Work request
Without including any picture, transcribe the entries below word for word.

Available data
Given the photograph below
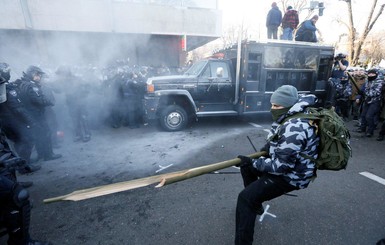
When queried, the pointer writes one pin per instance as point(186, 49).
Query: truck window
point(253, 72)
point(196, 68)
point(211, 70)
point(286, 57)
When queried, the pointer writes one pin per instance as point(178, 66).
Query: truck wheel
point(173, 118)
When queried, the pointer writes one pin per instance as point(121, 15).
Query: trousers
point(258, 188)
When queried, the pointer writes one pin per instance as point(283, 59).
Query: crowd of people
point(359, 95)
point(289, 22)
point(30, 108)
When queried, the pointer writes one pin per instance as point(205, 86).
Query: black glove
point(266, 148)
point(245, 161)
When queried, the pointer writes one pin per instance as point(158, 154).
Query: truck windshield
point(196, 68)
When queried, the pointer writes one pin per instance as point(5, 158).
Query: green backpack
point(334, 148)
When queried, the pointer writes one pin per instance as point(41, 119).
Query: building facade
point(97, 32)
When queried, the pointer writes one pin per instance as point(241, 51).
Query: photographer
point(340, 65)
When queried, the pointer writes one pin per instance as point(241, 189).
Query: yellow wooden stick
point(163, 179)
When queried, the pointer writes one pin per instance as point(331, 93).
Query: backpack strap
point(304, 116)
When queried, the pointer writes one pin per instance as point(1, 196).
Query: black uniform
point(132, 101)
point(16, 122)
point(35, 103)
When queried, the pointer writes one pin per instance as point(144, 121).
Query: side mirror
point(220, 72)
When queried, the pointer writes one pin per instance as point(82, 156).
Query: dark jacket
point(295, 136)
point(274, 17)
point(290, 19)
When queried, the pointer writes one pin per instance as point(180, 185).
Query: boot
point(35, 242)
point(25, 184)
point(52, 156)
point(28, 169)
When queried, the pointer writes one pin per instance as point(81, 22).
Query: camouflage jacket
point(343, 89)
point(373, 91)
point(287, 141)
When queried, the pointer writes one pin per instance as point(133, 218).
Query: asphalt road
point(341, 207)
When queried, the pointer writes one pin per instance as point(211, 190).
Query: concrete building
point(148, 32)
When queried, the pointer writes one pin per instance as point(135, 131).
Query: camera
point(340, 56)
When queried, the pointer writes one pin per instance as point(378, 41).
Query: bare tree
point(356, 41)
point(374, 48)
point(230, 35)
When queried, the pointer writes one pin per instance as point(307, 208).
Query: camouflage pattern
point(373, 91)
point(287, 141)
point(343, 89)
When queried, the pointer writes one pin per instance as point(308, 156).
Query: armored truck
point(238, 80)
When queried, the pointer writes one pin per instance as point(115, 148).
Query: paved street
point(342, 207)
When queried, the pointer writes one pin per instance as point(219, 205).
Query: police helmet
point(63, 71)
point(34, 70)
point(373, 71)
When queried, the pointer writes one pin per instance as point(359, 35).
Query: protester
point(307, 30)
point(284, 169)
point(273, 21)
point(343, 90)
point(290, 22)
point(371, 98)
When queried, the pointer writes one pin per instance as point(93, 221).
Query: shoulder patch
point(35, 89)
point(13, 93)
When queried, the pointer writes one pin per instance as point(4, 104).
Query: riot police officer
point(35, 102)
point(15, 206)
point(16, 121)
point(76, 94)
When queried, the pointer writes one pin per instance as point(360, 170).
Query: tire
point(173, 118)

Answer section
Given the photograph below
When queried, the pointer writes one pin per instance as point(186, 49).
Query: truck window
point(253, 72)
point(196, 68)
point(211, 70)
point(286, 57)
When queried, the pointer writes one pin per instance as point(178, 66).
Query: truck wheel
point(173, 118)
When queried, the pointer writes one pin per instance as point(121, 15).
Query: trousers
point(258, 188)
When queried, the pointer writes one pin per instance as point(283, 59).
Query: crowd of people
point(359, 95)
point(289, 22)
point(30, 108)
When queried, the pointer writes one pin per instance as point(205, 86).
Query: black glove
point(266, 148)
point(245, 161)
When queried, the pointer writes one pin per instance as point(158, 154).
Query: truck windshield
point(196, 68)
When queried, the pointer writes one pin per instance as point(5, 158).
Query: green backpack
point(334, 148)
When queried, the pointer writes one pin per instance as point(41, 119).
Query: building facade
point(97, 32)
When queried, the pointer writes one pin per instance as point(241, 51).
Query: photographer
point(340, 65)
When queried, the pointer writes one pin per instance as point(241, 189).
Query: yellow wooden stick
point(163, 179)
When queried, the pointer writes one pin per instance as point(331, 93).
Query: backpack strap
point(304, 116)
When queried, the pointer writes one pin per instance as point(1, 196).
Query: black uniform
point(132, 101)
point(16, 122)
point(35, 103)
When queried, the pointer writes one pin per instance as point(144, 121).
Query: side mirror
point(220, 72)
When queried, the pointer writes one pin per instance as point(82, 156).
Query: dark jacket
point(295, 136)
point(274, 17)
point(290, 19)
When queried, the pointer writes one pin per instance as point(180, 185).
Query: boot
point(35, 242)
point(25, 184)
point(52, 156)
point(28, 169)
When queried, the pointer writes one pin per instance as point(81, 22).
Query: camouflage jacket
point(343, 89)
point(373, 91)
point(287, 141)
When queried, the pointer writes one pin per instance as point(133, 218).
Query: asphalt road
point(341, 207)
When queried, the pointer writes one pin per instance as point(211, 190).
Query: concrete building
point(148, 32)
When queried, the pointer writes one pin per instance as point(135, 131).
Query: camera
point(340, 56)
When queried, the pointer writes one pin per instance as point(378, 41).
Query: bare tree
point(356, 41)
point(374, 48)
point(230, 35)
When queried, the pointer writes one pin per instance as point(307, 208).
Query: camouflage pattern
point(373, 91)
point(287, 141)
point(343, 89)
When queried, the pointer writes one pin per instance as point(308, 156).
Query: armored truck
point(238, 80)
When queried, the pointer writes one pin per instance as point(115, 148).
Query: paved street
point(342, 207)
When queried, the pointer writes one pin per instance as point(219, 205).
Query: police helmet
point(63, 71)
point(34, 70)
point(373, 71)
When queried, the pointer writes one pin per instance as point(359, 35).
Query: protester
point(307, 30)
point(284, 169)
point(273, 21)
point(343, 90)
point(290, 22)
point(371, 98)
When queried, the pointer writes one pin per instance as point(93, 221).
Query: shoulder patch
point(35, 89)
point(13, 93)
When queried, the pointer writes one pin per instance as point(4, 104).
Query: riot police officer
point(35, 102)
point(15, 206)
point(16, 121)
point(76, 94)
When queried, the pointer writes one pin per instance as point(360, 170).
Query: tire
point(173, 118)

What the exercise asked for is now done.